> READING TEXT

# Spider-Man and a green goblin



## Yasutoshi (Dec 5, 2007)

Spider-Man and a green goblin 

Both kits were completed.


----------



## John P (Sep 1, 1999)

Beautiful!

Spidey needs to be paying attention to what's going on behind him!


----------



## SJF (Dec 3, 1999)

Great job! The paint job looks very natural. :thumbsup:

Sean


----------



## louspal (Sep 13, 2009)

I always enjoy your work Yasutoshi. Love the bases in particular. The shading is great! 
Did you use a gray base and then air-brush the lighter clor on top? Any masking used?


----------



## joejoejedi (Mar 19, 2006)

Super Job


----------



## hedorah59 (Nov 24, 2008)

They both look great! As louspal says, its always a pleasure to see your work!

> TASK REQUIREMENTS
1. From the Spider-Man kit thread, copy out the passage that opens with the words containing "I always enjoy" and closes with "(Mar 19, 2006)".
2. In the Spider-Man kit thread, what does louspal say they love in particular?
3. Write what comes next in the Spider-Man kit thread, picking up after its final post.

> DATA EXTRACT
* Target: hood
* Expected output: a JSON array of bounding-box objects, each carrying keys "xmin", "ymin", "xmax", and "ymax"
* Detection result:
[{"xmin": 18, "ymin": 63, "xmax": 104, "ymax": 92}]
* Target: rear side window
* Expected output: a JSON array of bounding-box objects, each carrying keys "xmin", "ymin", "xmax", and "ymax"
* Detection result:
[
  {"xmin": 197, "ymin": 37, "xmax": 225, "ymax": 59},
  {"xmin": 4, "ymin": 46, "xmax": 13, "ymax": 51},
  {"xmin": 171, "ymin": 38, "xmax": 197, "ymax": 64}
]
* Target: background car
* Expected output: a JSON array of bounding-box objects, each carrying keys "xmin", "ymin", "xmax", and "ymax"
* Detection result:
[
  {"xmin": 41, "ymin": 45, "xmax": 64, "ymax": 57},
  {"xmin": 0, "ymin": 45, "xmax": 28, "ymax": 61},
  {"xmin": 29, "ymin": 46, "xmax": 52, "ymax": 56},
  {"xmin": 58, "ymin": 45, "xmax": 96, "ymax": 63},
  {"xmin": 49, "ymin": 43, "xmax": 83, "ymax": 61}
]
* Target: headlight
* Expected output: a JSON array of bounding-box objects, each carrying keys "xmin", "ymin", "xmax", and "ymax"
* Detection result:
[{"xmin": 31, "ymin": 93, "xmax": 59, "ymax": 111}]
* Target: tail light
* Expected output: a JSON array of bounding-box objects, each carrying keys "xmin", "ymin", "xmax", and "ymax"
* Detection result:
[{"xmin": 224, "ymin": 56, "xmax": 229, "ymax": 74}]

> SOLVED PROBLEMS
1.
I always enjoy your work Yasutoshi. Love the bases in particular. The shading is great! 
Did you use a gray base and then air-brush the lighter clor on top? Any masking used?


----------



## joejoejedi (Mar 19, 2006)

2. The bases.

3.
----------



## OzyMandias (Dec 29, 2004)

I agree, Yasutoshi. Your work is always inspiring. Excellent finish on the kits and the paint is beautifully organic and realistic (Which is saying a lot considering they are comic book characters...) 

Wonderful!!! :thumbsup::thumbsup::thumbsup:


----------



## dklange (Apr 25, 2009)

As always, Yasutoshi, your work is excellent!! Both Spidey and Green Goblin look fantastic! - Denis


----------



## modelgeek (Jul 14, 2005)

Wow!! Always look foward to see your builds!! Fantastic work!


----------



## Jafo (Apr 22, 2005)

excellent!


----------



## mrmurph (Nov 21, 2007)

Beautifully done.


----------



## falcondesigns (Oct 30, 2002)

Bravo......


----------



## rkoenn (Dec 18, 2007)

Fantastic as always. I love the coloring and highlighting of the stands.


----------



## SUNGOD (Jan 20, 2006)

Nice job! I recently picked the Goblin up so it would be nice if it turns out like that!


----------



## Mitchellmania (Feb 14, 2002)

They are excellent!!


----------



## Night-Owl (Mar 17, 2000)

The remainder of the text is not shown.